* НАД ЧЕМ РАБОТАТЬ:
[A] Где находится остров Русинга, судя по тексту о ночной смене в госпитале?
[B] Продолжите текст о ночной смене в африканском госпитале, начав сразу после его последнего предложения.

* ОТРЫВОК ТЕКСТА:

########################################

Африка. Остров Русинга. На границе Кении, Танзании и Уганды. Моя ночная смена в госпитале. Пациентов нет. Персонала нет. Я один. Охранник на воротах в будочке. Я у себя в доме сижу на кухне, читаю. Можно и спать пока пациентов нет, но не хочется. Где-то около часа ночи. Я услышал что-то похожее на слабое кошачье мяуканье. Кот? Откуда тут коты? Местное население редко держит бесполезных домашних животных. Ну кот, так кот. Подумалось выйти глянуть, но так удобно в кресле. Через несколько минуту услышал опять. Но только вот мяуканье какое-то странное. На плач новорожденного ребёнка похоже. Я встал, взял фонарик и пошёл в темноту. Сезон дождей. Небо в тучах. Темнота плотная. Иду по дорожке к госпиталю и аж вскрикнул! На земле сидит девушка, юбка задрана, трусы на коленях, а на земле перед ней лежит ребёночек, сучит ножками ручками и поскуливает. В луче фонарика я это всё увидел одномоментно. Как сфотографировал. Судя по всему, шла рожать, 20 метров не дошла, села и родила. И всё это молча!! Я не слышал, охранник вообще не проснулся. Я сбегал в госпиталь, открыл родовую палату, надел перчатки. Как оказалось, ребёнок родился, а плацента, плодное место ещё была внутри матери. Очень забавное зрелище – на земле сидит ошалевшая от произошедшего девушка, между её ног лежит мокрый ребёнок, у него из живота пуповина уходит в тело его родившее только что. Они привязаны ещё. И по ребёнку бегают муравьи.

########################################

* ОТОБРАННЫЕ СТРОКИ:
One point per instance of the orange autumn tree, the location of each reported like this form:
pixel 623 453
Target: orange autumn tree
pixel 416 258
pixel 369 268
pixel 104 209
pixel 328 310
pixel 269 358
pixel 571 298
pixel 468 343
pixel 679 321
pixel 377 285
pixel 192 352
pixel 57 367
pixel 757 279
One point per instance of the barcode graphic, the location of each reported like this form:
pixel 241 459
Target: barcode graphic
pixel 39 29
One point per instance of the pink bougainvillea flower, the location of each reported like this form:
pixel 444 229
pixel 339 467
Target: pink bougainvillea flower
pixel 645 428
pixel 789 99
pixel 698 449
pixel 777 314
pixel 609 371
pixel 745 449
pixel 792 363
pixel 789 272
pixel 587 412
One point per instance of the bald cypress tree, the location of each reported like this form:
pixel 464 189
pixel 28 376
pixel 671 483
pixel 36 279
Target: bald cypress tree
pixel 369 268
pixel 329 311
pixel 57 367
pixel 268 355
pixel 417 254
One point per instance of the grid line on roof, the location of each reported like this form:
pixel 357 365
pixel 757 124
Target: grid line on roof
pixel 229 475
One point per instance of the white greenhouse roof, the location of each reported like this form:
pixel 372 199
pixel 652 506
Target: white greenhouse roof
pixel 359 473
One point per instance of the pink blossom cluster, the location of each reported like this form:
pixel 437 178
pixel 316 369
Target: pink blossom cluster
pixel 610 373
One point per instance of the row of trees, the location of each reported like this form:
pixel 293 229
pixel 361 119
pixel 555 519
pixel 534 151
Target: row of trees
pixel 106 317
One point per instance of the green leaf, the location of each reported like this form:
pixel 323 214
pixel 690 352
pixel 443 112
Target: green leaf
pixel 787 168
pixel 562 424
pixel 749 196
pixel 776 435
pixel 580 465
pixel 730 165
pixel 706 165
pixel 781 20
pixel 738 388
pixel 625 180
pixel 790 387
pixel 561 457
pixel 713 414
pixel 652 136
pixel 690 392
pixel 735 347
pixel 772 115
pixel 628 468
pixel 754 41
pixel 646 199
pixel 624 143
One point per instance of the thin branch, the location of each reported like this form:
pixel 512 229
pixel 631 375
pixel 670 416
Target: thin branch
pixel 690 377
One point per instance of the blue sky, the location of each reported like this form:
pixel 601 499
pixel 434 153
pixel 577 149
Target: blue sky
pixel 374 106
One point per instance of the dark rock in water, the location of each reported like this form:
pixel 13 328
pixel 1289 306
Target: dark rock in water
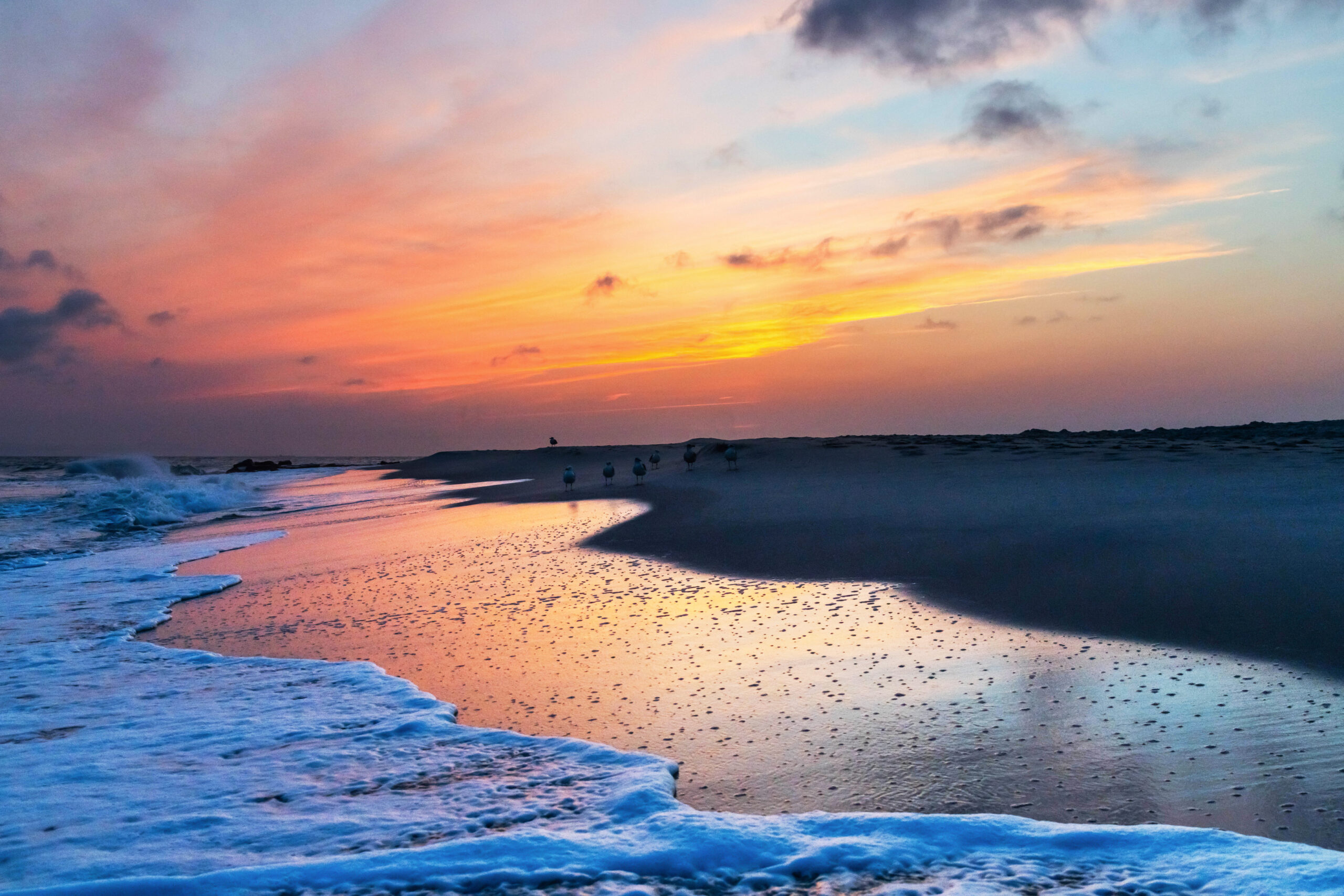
pixel 260 467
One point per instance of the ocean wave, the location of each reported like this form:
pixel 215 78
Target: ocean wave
pixel 132 767
pixel 130 467
pixel 150 503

########################################

* НАБОР ОТВЕТОВ:
[A] На границе Кении, Танзании и Уганды.

[B]
Перерезать пуповину тут не будем. Я взял ребёнка на руки, мама встала и вот такой вот странной композицией мы пошли в госпиталь. Идти было очень неудобно. Пуповина короткая и пришлось чуть не в плотную друг к дружке передвигаться. Ребёнок мяучит. Мамаша кряхтит. Я улыбаюсь. Такого делать не приходилось. Потихоньку, но добрались. Я уложил девушку, перерезал пуповину, осмотрел ребёнка. Девочка. Ещё очень светлая, но, несомненно, африканская внешность. Губки эти, носик. Они темнее становятся через несколько часов. А сразу после родов светло коричневые. И муравьи. Они обыденно, как будто каждый день это делают, деловито собирали сгустки крови, комочки послеродовой слизи, травинки с волос ребёнка. Жизнь. Всё взаимосвязано. В этом мире нет стабильности. Мы живём в очень непредсказуемой Вселенной. На очень опасной планете. И планета не раз показала нам это. Но есть порядок. И этот порядок – жизнь!
КАЙФ.
Иду по тропинке. Со мной четыре пацана. Лето, тепло (всегда лето, тепло), птицы поют, невысокие горы вдалеке, над ними облака выделывают, что-то невообразимое. Переплетаются, наслаиваются, громоздятся, приобретают самые разные причудливые формы, цвета, оттенки. Так хорошо! Хорошо. Приятно осознавать, где идёшь. Зачем идёшь.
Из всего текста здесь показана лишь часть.